The entries need to be copied exactly.
-- START Data listing --
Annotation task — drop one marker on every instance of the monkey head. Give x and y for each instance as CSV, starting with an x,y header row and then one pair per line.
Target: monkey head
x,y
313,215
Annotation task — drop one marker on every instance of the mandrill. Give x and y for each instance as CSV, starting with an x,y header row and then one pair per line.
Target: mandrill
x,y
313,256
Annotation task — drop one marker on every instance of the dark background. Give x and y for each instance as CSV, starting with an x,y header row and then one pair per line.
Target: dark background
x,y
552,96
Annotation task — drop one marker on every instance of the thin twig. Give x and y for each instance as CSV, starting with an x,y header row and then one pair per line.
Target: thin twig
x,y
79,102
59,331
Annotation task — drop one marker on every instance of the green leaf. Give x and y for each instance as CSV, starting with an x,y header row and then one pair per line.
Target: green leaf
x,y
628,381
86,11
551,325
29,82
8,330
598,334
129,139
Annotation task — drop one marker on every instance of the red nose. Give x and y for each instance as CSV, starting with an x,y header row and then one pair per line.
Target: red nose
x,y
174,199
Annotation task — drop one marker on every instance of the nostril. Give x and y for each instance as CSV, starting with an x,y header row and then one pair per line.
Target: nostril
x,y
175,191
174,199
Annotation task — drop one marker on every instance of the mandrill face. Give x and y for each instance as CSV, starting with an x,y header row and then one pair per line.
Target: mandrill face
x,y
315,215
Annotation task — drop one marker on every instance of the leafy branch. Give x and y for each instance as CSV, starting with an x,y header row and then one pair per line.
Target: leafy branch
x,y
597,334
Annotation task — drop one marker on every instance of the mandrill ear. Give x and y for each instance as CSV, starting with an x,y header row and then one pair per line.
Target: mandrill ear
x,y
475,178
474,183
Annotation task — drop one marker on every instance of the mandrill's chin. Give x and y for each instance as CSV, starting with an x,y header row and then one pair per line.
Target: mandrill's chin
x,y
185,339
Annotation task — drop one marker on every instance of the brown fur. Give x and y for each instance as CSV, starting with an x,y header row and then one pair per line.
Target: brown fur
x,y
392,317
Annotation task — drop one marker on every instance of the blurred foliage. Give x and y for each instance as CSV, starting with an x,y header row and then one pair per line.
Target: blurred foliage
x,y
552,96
-- END Data listing --
* Exercise result
Annotation task — drop one marker on every instance of the monkey head. Give x and y for each instance as CSV, starting with an x,y header row and then one pair per line.
Target: monkey head
x,y
313,215
Annotation task — drop one marker on every instance of the mandrill. Give x and y for each instance as CSV, starting with an x,y header row and then one pair per line.
Target: mandrill
x,y
313,256
Annotation task — drop one marker on every instance of the dark background. Give x and y for each instance as CSV, starting with an x,y header row and then one pair per line.
Target: dark background
x,y
552,96
Annotation task — drop one marker on every instance of the thin twig. Give x and y for each instance as CSV, starting with an x,y header row and then one pair per line.
Target: thin twig
x,y
79,102
59,331
Annotation task — drop one marker on every instance of the green leaf. Give x and y for each instance as CSV, starting with an x,y header row and then one pair per line.
Target: green leaf
x,y
628,381
86,11
551,325
29,82
8,330
598,334
129,139
Annotation task — drop one marker on every instance of the red nose. Give x and y for each instance as CSV, starting with an x,y header row and then one pair per line.
Target: red nose
x,y
174,199
Annotation task — drop one marker on every instance of the nostril. Give x and y for each instance as CSV, starting with an x,y header row and then one pair per line.
Target: nostril
x,y
175,191
174,199
Annotation task — drop one marker on every instance of the mandrill face. Give x and y for each instance as CSV, starting with an x,y header row and then one pair per line.
Target: mandrill face
x,y
315,215
Annotation task — drop one marker on every instance of the leafy branch. Give x and y for each instance as CSV, starting with an x,y header row and then one pair per line.
Target: leafy branch
x,y
597,334
Annotation task — drop one marker on every instance of the mandrill ear. Give x and y for each instance as CSV, starting with an x,y header row and then one pair per line.
Target: mandrill ear
x,y
475,178
474,183
Annotation task — drop one marker on every instance of the mandrill's chin. Give x and y for each instance as CSV, starting with an x,y header row and then one pair per line.
Target: mandrill's chin
x,y
185,339
Annotation task — drop one marker on every instance of the brown fur. Give x and y for each instance as CSV, starting with an x,y header row and then one pair per line.
Target: brown fur
x,y
392,317
Annotation task — drop one marker on every instance of the blurred foliage. Give x and y for each instance as CSV, starting with an x,y header row and then one pair per line.
Target: blurred foliage
x,y
552,96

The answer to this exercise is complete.